STATED GOAL: Reproduce the stretch from the start of the material through the line containing "x=184, y=89", substituting "black boulder" for every occurrence of "dark rock" and leaving all other text unchanged.

DATA TO USE:
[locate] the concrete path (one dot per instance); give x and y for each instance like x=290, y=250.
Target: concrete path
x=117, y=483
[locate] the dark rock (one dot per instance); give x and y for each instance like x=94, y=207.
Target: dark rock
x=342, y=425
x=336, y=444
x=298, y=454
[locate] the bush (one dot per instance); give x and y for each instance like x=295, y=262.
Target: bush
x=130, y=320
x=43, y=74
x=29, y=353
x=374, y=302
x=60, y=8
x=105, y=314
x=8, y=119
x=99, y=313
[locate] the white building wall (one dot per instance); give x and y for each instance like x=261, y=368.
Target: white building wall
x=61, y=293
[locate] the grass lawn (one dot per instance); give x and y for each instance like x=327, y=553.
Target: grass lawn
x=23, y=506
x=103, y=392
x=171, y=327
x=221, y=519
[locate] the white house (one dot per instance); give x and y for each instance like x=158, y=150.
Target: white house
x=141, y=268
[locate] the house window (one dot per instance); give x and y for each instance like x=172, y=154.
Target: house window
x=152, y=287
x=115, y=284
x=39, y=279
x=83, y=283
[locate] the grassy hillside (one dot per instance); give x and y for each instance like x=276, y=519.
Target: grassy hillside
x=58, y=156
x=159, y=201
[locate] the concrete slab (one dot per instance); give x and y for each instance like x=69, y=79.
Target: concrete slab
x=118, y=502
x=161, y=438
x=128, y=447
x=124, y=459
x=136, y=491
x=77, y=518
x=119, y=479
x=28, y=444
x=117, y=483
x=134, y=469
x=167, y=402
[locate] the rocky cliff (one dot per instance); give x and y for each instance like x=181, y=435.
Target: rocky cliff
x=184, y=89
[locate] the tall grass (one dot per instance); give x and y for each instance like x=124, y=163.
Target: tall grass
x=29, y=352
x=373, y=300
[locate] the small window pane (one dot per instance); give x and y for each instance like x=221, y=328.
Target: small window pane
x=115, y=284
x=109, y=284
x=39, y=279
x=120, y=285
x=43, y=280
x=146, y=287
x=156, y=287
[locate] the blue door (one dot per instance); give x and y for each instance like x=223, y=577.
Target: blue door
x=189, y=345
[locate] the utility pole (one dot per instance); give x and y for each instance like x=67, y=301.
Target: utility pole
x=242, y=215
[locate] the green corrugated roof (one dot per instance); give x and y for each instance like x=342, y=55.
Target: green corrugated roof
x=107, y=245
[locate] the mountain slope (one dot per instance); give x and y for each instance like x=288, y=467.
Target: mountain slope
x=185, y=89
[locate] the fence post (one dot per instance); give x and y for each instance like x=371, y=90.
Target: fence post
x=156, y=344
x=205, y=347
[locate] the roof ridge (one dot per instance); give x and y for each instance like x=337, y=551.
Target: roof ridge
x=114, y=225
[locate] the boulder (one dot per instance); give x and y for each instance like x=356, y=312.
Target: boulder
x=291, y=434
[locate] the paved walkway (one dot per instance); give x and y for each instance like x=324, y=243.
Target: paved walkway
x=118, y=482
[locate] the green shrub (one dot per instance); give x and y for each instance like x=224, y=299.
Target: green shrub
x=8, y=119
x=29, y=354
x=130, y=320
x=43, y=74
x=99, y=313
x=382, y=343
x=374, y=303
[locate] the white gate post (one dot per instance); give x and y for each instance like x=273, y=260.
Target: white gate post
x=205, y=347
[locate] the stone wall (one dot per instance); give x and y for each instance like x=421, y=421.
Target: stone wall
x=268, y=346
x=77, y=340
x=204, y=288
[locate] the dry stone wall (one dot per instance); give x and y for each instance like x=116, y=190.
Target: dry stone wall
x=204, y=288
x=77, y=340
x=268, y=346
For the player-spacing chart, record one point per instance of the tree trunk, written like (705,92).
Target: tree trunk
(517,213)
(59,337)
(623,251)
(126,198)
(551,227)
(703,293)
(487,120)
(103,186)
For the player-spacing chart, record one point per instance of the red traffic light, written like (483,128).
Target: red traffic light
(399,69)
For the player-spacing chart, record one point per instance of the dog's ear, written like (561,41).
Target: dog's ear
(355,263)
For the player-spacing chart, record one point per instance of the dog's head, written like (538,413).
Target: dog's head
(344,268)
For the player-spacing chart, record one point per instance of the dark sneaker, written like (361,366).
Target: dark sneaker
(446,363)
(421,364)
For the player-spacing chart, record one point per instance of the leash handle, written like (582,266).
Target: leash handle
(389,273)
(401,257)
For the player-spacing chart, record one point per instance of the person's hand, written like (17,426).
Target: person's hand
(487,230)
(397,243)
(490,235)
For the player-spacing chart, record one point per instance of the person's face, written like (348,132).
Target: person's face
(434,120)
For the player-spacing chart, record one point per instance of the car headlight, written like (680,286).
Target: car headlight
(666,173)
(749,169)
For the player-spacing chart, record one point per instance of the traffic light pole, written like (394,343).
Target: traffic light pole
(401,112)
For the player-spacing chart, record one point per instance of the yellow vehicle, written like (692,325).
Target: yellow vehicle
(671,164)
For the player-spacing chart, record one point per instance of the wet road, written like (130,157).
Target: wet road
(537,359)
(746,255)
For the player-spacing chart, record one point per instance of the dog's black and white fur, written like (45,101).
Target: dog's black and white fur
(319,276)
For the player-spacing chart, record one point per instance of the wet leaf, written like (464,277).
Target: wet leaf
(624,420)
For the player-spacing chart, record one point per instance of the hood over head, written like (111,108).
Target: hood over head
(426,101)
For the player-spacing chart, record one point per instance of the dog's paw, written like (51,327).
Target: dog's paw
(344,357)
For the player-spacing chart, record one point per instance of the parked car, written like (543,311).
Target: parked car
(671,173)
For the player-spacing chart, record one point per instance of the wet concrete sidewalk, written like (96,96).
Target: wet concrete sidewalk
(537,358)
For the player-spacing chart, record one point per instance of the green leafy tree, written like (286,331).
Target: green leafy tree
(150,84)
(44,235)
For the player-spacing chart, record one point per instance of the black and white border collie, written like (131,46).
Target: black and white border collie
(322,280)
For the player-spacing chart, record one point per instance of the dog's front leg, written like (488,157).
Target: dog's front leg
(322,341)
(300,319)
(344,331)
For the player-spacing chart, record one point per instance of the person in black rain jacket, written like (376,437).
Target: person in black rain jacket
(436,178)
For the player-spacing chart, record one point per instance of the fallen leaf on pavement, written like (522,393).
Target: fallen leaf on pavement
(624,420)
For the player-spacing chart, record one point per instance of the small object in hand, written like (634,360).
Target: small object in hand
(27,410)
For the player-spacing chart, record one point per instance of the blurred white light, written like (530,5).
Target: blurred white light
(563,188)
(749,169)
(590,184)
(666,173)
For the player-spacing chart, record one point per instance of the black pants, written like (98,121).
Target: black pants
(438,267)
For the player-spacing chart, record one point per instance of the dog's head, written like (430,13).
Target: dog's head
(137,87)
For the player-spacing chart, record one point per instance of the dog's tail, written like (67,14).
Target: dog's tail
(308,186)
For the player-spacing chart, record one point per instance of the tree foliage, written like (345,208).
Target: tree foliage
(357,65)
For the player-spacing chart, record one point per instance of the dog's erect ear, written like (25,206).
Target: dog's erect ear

WRITTEN ANSWER:
[locate] the concrete path (one dot per instance); give x and y for each instance like x=290, y=250.
Target: concrete path
x=117, y=483
[locate] the black boulder (one dot per instance); give x and y for each instance like x=94, y=207.
Target: black boulder
x=342, y=425
x=336, y=444
x=298, y=454
[locate] the bush (one dot per instance); give x and y for each instance like x=295, y=262.
Target: bush
x=130, y=320
x=43, y=74
x=29, y=353
x=374, y=302
x=60, y=8
x=105, y=314
x=8, y=119
x=99, y=313
[locate] the white building wall (one dot per instance); give x and y for each instance like x=261, y=368.
Target: white building wall
x=61, y=293
[locate] the grass lawn (one dot per instance); give x and y for each instance like x=327, y=553.
Target: grass lawn
x=23, y=506
x=103, y=392
x=171, y=327
x=221, y=519
[locate] the white house (one dot per instance); give x and y for each instance like x=158, y=150.
Target: white house
x=141, y=268
[locate] the house window (one dot per instance); give x and y for each instance like x=172, y=154.
Target: house window
x=152, y=287
x=115, y=284
x=39, y=279
x=83, y=283
[locate] the grassy hillside (one dot per instance); give x and y for each instance like x=276, y=519.
Target: grassy hillside
x=58, y=156
x=159, y=201
[locate] the concrete slab (one dot per instance); give x and y for each instance like x=69, y=79.
Target: concrete slab
x=118, y=502
x=161, y=438
x=128, y=447
x=124, y=459
x=136, y=491
x=77, y=518
x=119, y=479
x=28, y=444
x=117, y=483
x=134, y=469
x=167, y=402
[locate] the rocky cliff (one dot per instance); give x and y for each instance like x=181, y=435.
Target: rocky cliff
x=184, y=89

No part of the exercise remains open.